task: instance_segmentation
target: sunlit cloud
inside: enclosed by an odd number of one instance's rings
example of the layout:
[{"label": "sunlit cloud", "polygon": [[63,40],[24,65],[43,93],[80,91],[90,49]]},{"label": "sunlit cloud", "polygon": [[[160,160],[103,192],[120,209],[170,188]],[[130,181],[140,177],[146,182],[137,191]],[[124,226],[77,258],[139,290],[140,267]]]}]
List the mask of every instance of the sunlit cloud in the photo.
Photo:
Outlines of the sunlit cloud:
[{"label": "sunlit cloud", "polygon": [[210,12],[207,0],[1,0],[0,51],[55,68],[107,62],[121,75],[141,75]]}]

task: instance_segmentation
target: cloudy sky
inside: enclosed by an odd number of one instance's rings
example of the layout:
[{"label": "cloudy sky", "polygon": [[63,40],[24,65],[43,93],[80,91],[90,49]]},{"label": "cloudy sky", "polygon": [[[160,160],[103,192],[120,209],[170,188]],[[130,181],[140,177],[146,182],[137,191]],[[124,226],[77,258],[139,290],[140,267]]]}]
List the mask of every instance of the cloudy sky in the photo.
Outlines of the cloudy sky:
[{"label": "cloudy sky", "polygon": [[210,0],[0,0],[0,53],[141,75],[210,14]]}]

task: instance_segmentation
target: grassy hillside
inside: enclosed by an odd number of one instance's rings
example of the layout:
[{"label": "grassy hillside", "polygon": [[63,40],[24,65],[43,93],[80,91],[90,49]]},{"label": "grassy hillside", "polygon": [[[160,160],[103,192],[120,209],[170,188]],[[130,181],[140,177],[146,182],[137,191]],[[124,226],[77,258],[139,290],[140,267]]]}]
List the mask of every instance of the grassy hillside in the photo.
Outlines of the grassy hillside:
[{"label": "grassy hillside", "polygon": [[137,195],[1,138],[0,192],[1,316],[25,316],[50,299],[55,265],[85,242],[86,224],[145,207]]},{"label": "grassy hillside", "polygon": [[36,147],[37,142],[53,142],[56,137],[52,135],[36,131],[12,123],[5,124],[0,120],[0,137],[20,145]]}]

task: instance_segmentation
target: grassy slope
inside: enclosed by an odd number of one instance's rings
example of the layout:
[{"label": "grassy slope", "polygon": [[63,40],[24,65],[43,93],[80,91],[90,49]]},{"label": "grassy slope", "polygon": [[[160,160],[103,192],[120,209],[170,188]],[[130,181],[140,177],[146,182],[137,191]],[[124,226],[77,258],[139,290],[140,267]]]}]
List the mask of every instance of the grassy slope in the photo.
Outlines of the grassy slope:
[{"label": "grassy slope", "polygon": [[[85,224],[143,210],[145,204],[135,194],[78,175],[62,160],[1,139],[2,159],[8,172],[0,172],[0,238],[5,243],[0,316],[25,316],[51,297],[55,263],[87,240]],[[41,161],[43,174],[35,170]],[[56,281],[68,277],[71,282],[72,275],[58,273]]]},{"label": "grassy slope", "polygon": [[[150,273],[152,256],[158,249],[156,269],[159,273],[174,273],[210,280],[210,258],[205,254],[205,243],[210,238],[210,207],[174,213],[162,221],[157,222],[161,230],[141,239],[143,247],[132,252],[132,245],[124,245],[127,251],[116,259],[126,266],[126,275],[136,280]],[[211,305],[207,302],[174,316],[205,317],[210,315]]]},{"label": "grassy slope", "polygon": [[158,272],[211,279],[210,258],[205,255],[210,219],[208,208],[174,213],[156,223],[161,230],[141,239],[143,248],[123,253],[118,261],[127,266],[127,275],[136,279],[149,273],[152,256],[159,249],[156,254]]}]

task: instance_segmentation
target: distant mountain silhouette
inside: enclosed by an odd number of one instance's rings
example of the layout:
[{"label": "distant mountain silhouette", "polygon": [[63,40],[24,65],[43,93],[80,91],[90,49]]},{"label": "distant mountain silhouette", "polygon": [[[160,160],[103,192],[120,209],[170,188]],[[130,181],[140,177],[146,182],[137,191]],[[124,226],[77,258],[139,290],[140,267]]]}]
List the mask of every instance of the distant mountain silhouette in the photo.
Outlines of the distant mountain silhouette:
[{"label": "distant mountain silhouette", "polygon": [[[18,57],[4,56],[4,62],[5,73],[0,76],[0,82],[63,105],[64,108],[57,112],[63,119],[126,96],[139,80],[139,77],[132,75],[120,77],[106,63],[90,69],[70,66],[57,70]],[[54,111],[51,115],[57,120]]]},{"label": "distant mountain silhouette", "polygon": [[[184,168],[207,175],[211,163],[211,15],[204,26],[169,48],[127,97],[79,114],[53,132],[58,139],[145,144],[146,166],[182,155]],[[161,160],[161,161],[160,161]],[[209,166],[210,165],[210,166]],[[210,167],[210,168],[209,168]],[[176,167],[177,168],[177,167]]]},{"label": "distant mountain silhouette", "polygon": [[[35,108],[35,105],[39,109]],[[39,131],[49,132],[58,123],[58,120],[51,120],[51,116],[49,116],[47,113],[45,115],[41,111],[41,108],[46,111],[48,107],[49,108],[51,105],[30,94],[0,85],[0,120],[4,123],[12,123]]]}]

-*-*-

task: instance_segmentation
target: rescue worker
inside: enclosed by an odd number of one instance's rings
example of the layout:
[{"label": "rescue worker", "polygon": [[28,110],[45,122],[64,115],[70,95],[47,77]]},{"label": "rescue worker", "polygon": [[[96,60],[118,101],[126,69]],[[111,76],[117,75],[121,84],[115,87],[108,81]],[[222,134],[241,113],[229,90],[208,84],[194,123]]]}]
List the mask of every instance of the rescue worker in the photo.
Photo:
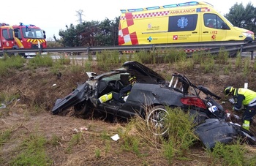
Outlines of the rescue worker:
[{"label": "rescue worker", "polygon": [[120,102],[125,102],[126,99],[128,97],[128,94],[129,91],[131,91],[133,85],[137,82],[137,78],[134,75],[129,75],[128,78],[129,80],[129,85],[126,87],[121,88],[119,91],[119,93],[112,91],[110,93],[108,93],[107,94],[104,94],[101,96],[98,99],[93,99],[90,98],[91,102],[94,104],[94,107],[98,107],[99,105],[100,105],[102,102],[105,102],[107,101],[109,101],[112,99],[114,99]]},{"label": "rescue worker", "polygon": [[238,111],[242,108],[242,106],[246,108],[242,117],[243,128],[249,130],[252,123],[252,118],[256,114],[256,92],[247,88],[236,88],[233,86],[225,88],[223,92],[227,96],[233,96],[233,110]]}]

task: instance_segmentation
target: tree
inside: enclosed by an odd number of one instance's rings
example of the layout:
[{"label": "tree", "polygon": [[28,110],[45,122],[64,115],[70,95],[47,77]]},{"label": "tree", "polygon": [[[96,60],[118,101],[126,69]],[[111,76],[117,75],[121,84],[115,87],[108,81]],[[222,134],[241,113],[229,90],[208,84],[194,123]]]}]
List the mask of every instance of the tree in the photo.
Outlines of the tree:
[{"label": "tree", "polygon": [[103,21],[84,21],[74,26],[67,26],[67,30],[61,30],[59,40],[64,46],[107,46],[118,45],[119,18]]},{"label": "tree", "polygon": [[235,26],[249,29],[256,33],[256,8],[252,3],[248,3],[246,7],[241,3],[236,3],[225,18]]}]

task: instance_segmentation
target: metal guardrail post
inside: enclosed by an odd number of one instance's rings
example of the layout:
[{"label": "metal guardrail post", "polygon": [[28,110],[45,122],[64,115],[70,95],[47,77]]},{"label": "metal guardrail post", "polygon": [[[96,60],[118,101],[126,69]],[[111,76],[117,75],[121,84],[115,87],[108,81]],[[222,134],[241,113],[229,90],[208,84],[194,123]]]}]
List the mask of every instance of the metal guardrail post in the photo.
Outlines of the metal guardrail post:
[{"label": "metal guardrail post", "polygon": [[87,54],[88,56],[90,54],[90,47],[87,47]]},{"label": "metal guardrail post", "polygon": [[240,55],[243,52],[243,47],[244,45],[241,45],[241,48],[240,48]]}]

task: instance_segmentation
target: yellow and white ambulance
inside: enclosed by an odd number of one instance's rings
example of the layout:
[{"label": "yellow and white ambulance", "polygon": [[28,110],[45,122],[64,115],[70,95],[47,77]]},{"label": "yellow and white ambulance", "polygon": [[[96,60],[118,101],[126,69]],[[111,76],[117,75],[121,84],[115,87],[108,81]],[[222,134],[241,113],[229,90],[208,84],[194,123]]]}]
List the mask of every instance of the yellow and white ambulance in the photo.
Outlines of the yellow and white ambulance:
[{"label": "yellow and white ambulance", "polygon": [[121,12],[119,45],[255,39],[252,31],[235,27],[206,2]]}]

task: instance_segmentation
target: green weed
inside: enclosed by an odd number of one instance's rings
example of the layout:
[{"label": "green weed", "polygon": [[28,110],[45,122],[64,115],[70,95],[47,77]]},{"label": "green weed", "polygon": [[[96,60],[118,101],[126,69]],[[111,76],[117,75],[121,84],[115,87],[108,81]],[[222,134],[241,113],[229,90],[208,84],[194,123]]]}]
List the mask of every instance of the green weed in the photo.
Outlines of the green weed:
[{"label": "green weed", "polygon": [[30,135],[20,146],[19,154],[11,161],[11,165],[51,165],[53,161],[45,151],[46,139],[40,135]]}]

-*-*-

» **What is asked**:
Which lines in the entries above contain the word "Outlines"? Pick out each of them and copy it.

» **Final result**:
Outlines of the sunlit cloud:
Outlines of the cloudy sky:
Outlines of the grassy hillside:
Outlines of the grassy slope:
Outlines of the distant mountain silhouette:
Outlines of the rescue worker:
Outlines of the tree:
Outlines of the metal guardrail post:
Outlines of the yellow and white ambulance:
Outlines of the green weed:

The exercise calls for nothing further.